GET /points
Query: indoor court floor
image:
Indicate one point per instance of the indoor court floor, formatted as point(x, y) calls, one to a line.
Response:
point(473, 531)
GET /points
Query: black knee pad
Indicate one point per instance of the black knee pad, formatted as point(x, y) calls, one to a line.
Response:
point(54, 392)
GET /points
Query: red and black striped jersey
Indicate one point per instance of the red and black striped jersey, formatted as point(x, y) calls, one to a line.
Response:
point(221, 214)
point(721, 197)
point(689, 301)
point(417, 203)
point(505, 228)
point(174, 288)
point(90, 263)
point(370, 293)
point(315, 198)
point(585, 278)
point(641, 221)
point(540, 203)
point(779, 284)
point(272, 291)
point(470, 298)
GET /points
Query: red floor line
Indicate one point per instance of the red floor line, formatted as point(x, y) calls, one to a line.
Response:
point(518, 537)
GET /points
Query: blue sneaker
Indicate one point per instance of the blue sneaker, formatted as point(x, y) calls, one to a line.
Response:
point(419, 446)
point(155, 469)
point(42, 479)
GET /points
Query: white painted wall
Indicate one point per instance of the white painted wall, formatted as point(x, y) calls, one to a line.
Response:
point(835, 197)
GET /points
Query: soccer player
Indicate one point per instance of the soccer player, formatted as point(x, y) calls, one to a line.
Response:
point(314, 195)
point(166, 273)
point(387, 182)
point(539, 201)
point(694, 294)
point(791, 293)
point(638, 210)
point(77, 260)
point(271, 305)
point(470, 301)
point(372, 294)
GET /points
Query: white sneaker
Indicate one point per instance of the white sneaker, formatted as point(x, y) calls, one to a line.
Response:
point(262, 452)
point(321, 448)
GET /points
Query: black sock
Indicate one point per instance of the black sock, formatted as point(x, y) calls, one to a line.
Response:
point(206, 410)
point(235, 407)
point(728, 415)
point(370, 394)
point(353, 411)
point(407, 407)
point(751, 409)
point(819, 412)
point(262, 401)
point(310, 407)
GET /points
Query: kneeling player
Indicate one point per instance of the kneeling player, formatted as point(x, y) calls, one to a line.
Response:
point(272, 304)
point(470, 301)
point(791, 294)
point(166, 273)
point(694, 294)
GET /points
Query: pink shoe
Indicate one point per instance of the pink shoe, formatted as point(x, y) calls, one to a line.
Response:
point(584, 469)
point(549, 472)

────────

TASK DETAILS: Everything above from the line containing "Query: red and black striped jersey" down to the line containing "Indicate one point per instance of the soccer" is to be transcribed exactly, with both of those lines included and nothing else added.

OUTPUT BELOW:
Query: red and black striped jersey
Indicate one point per instance of the red and black striped jersey, formatted as point(x, y) calls, one to a line.
Response:
point(221, 214)
point(721, 197)
point(689, 301)
point(417, 203)
point(505, 228)
point(174, 288)
point(90, 263)
point(370, 293)
point(315, 198)
point(585, 278)
point(641, 221)
point(540, 203)
point(779, 284)
point(272, 291)
point(470, 298)
GET /points
Query: red floor line
Indicate one point per instance of the red floor line, formatted as point(x, y) calls, one to a line.
Response:
point(518, 537)
GET /points
Query: blue sneaker
Indicate one point per instance of the blue sneaker, formatted as point(x, y) calls, one to a line.
Response:
point(419, 446)
point(155, 469)
point(42, 479)
GET /points
Query: white painted wall
Indicate one point per instance of the white painted wall, formatted as point(x, y) calls, one to a line.
Response:
point(835, 197)
GET /points
Query: soccer player
Indicate one point per instance of the soccer player, formatted as point(x, y) calls, one to a line.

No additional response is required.